- **ЧТО СДЕЛАТЬ**
Перепишите фрагмент дневника Пришвина от слов «М. Пришвин - Дневники» по слова «от своей воли.» включительно, подставив «директор департамента» вместо «начальник отделения».

М. Пришвин - Дневники 1914-1917
Строй господ и рабов. Если я занимаю в каком-нибудь министерстве порядочное место, например, столоначальника, то я являюсь полным господином нижестоящих лиц, но лицо выше меня стоящее, например, начальник отделения, может смять мою бумагу и швырнуть в корзину. Словом, поступив на государственную службу, я должен совершенно отрешиться от своей воли.
Так говорил столоначальник. Ему возражала барышня, только что поступившая на должность делопроизводителя по вольному найму: «Никогда я не отдам своей воли, если это будет против моей совести. — Против совести тут никогда ничего и не бывает: вас никто не будет заставлять мошенничать, красть, брать взятки и пр. Дело обстоит так, что совести вашей не коснутся, а воля ваша будет связана. — Теперь даже на фронте стараются развить в человеке личный почин. — То на фронте. А у нас совесть и все личное остается при себе для домашней жизни, все же остальное берет государство. — Двойная бухгалтерия. — Совершенно верно: двойная. А вы как думали? — А если вся система ведет к подлости, к разрушению государства, моей родины? — Пусть ведет. — Принципиально… — Принципиально вы ничего не должны иметь против, и вы будете существовать вдвойне: как лицо государственное будете делать подлость, как лицо частное обладать всеми добродетелями частного лица. — Не согласна. — Тогда не служите».

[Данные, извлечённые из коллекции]
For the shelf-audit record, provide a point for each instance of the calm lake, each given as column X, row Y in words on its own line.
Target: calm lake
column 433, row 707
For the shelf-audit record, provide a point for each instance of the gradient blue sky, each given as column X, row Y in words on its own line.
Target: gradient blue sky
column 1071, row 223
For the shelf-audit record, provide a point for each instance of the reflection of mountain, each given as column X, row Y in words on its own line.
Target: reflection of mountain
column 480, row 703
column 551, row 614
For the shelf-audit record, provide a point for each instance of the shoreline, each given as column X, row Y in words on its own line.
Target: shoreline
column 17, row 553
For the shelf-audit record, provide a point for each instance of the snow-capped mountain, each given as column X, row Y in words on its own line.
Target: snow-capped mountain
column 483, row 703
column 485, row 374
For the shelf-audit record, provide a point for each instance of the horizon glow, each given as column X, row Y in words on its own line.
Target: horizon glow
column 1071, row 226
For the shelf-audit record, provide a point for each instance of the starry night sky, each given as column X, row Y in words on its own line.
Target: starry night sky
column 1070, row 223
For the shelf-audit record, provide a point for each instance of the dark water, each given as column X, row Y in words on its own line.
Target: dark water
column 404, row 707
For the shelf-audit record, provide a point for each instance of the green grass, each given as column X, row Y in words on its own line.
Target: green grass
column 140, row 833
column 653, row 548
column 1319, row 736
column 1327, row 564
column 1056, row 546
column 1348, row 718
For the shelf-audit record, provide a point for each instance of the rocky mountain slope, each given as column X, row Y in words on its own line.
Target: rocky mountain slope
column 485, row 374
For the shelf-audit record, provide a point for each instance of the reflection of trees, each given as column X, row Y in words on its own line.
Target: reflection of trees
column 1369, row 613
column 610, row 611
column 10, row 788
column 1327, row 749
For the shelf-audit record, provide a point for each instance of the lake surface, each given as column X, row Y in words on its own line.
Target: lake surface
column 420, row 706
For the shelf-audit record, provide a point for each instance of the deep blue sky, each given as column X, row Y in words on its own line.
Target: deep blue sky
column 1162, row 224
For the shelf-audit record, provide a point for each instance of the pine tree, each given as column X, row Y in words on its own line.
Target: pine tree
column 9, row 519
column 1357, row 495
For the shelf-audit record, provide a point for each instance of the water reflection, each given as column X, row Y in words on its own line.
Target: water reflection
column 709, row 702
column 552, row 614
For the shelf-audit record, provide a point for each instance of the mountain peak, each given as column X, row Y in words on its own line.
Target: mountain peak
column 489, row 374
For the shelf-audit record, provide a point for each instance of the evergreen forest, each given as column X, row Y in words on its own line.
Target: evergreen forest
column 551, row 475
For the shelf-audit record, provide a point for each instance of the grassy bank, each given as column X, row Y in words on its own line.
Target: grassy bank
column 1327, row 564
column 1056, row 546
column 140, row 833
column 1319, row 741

- **ОТВЕТ НА ЗАДАНИЕ**
М. Пришвин - Дневники 1914-1917
Строй господ и рабов. Если я занимаю в каком-нибудь министерстве порядочное место, например, столоначальника, то я являюсь полным господином нижестоящих лиц, но лицо выше меня стоящее, например, директор департамента, может смять мою бумагу и швырнуть в корзину. Словом, поступив на государственную службу, я должен совершенно отрешиться от своей воли.